● Requirement: Starting at the line that contains "need is main" and ending at the line that contains "74, 233, 175, 370", put the lines below into a JSON list of strings, one string per line, with blank lines left out. Include only those lines.

-- Start of Entries --

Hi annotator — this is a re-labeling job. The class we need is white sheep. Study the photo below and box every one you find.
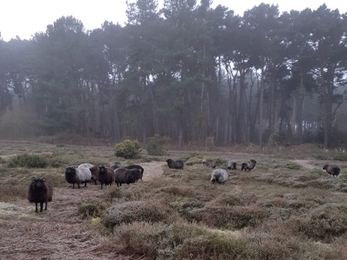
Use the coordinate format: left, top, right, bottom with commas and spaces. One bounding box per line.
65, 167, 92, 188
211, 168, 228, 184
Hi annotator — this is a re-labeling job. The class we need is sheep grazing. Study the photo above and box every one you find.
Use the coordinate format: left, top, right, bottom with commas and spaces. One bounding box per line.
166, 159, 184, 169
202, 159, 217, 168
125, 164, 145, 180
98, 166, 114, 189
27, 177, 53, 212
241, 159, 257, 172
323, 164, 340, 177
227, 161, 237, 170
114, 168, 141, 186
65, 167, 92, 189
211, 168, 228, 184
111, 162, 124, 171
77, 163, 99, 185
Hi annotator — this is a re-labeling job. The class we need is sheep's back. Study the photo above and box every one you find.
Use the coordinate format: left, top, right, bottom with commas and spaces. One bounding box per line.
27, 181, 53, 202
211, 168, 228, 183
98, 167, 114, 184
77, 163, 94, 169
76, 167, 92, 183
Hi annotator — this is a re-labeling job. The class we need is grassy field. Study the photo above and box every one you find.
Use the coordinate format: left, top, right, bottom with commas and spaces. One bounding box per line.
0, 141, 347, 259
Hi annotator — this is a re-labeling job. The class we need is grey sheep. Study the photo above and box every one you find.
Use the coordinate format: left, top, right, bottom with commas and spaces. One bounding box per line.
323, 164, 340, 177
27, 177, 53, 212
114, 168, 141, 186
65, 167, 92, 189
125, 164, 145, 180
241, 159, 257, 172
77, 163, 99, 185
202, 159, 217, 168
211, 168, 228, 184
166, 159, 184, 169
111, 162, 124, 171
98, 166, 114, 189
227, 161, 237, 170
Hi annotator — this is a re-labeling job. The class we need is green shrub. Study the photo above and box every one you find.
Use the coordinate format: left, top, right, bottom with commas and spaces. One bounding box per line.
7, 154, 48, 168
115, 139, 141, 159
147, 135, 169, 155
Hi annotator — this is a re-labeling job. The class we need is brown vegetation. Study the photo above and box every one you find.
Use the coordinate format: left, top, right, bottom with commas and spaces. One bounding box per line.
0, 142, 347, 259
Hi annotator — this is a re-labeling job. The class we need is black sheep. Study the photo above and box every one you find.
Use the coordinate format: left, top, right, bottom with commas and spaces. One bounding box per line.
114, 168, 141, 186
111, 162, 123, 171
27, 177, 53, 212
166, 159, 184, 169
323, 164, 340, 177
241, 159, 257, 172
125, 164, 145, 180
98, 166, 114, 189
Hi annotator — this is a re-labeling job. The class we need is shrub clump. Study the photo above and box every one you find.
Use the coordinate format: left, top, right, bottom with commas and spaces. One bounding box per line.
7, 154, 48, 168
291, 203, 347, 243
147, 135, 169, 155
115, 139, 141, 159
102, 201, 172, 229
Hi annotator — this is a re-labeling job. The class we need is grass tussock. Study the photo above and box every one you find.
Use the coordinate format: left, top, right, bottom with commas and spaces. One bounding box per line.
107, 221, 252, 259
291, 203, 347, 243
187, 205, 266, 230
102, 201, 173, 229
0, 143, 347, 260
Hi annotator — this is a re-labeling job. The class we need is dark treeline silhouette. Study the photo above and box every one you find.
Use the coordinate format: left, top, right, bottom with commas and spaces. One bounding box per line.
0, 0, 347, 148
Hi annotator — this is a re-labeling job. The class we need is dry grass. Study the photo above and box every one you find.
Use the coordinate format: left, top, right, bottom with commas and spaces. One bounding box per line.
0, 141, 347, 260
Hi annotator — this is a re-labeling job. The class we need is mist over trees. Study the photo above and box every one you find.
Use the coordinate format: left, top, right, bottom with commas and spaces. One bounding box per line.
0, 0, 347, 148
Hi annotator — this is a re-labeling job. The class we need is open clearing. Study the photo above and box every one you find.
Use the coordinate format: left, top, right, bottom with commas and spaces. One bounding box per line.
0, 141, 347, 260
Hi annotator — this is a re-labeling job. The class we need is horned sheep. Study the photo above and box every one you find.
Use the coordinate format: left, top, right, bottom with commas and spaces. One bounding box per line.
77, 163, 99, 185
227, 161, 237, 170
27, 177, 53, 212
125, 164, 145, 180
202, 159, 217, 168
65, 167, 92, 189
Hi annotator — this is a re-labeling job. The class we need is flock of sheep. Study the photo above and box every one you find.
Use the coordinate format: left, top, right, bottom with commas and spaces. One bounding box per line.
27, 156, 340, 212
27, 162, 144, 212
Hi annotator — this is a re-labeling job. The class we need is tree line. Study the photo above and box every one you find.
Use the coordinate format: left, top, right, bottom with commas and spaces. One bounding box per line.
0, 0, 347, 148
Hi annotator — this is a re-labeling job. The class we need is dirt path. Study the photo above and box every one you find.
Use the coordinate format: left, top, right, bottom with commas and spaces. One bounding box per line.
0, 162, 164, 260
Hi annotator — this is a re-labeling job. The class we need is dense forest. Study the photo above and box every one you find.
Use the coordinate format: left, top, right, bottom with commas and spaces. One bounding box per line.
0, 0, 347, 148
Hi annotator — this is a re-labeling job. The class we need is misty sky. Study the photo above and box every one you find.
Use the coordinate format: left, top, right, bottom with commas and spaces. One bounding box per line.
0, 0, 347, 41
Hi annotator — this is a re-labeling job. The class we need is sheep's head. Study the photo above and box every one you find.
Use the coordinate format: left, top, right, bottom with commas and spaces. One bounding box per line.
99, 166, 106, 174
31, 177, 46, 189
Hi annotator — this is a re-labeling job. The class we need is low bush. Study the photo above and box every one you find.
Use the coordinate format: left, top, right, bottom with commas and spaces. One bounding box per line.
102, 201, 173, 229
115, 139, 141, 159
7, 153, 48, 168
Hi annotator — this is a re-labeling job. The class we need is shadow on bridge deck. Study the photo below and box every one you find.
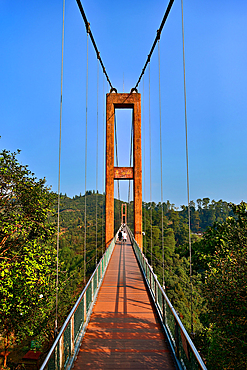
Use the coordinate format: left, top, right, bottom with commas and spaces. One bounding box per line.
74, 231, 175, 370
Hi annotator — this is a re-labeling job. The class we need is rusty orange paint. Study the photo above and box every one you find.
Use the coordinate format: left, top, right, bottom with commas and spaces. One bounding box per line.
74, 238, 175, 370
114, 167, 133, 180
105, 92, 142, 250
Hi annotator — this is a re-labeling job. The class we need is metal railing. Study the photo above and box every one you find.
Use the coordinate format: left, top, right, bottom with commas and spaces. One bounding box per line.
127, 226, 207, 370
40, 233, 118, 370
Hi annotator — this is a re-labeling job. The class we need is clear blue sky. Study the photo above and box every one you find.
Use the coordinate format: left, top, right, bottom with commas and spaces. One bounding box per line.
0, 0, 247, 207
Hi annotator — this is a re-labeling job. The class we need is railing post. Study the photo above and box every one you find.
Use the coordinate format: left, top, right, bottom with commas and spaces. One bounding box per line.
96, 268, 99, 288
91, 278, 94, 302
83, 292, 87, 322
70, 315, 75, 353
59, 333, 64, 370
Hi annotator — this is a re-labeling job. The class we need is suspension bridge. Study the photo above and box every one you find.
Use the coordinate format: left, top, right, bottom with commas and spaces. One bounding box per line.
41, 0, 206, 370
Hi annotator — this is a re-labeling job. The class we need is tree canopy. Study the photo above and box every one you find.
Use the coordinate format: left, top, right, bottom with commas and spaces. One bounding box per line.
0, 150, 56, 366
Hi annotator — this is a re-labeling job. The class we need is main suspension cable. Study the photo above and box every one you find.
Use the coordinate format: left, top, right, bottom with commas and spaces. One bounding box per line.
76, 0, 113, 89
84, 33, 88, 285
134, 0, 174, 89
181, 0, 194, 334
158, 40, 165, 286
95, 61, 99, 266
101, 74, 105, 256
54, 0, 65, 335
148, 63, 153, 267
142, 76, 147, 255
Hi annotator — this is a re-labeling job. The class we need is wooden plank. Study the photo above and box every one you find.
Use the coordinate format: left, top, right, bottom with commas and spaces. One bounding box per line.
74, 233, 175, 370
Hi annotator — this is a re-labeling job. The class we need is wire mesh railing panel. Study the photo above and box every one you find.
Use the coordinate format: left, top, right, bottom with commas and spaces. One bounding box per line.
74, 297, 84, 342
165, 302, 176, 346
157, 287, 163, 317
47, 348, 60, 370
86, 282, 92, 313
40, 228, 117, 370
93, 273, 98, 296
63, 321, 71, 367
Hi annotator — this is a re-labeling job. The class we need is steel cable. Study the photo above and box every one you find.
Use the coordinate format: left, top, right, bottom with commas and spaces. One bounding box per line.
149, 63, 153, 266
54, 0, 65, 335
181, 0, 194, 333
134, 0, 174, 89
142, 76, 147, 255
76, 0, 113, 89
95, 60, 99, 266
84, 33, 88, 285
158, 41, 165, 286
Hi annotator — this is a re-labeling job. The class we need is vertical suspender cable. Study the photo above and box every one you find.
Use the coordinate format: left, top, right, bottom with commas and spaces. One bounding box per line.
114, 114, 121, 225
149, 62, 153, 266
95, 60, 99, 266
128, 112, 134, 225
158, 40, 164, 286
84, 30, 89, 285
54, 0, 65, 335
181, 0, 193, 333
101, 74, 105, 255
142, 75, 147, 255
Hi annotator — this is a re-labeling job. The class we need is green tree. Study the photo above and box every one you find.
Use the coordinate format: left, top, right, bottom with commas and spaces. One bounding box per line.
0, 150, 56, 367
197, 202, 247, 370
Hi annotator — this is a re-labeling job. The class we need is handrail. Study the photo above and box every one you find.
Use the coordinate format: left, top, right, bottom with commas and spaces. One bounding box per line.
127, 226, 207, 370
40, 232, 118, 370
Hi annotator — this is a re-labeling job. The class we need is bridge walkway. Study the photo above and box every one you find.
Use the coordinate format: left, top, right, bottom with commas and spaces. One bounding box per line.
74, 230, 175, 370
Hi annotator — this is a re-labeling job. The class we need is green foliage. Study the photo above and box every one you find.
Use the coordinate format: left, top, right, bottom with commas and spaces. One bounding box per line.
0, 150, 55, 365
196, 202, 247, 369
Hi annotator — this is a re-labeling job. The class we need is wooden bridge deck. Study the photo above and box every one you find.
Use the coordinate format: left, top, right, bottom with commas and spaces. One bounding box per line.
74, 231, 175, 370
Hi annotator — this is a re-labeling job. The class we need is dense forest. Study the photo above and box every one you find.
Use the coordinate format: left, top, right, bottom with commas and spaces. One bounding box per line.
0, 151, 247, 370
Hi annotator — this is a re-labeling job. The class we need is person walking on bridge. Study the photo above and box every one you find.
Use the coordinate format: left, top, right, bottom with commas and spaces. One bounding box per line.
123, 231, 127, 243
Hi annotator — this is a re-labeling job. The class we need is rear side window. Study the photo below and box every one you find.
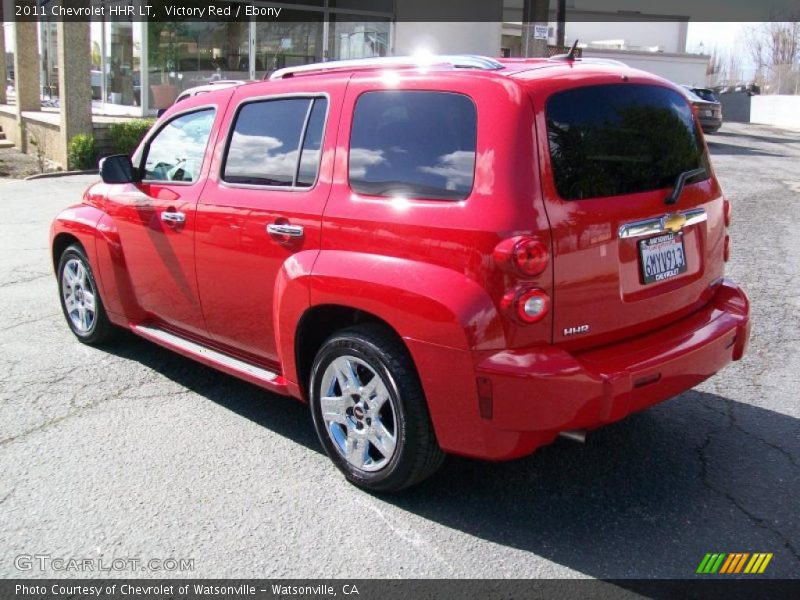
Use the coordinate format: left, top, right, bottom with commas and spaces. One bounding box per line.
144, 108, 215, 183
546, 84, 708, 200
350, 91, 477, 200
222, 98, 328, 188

-- End of Entries --

● Problem solution:
[
  "Hi annotator — this is a re-labeling job. The class we need is main suspension cable. Study the photo above and box every one you find.",
  "Use the coordinate format: left, top, right, bottom with commas and spaces. One bounding box per line.",
  "76, 0, 113, 89",
  "84, 33, 88, 285",
  "134, 0, 174, 89",
  "181, 0, 194, 334",
  "158, 40, 165, 286",
  "95, 61, 99, 266",
  "101, 74, 105, 256",
  "54, 0, 65, 335",
  "148, 63, 153, 267",
  "142, 76, 147, 255",
  "Hi annotator — this is a re-labeling job. The class we need is wooden plank. Study the photo above and box every one you find.",
  "Use the coordinate format: left, top, right, bottom with commas and spaces. One bounding box per line.",
  "74, 233, 175, 370"
]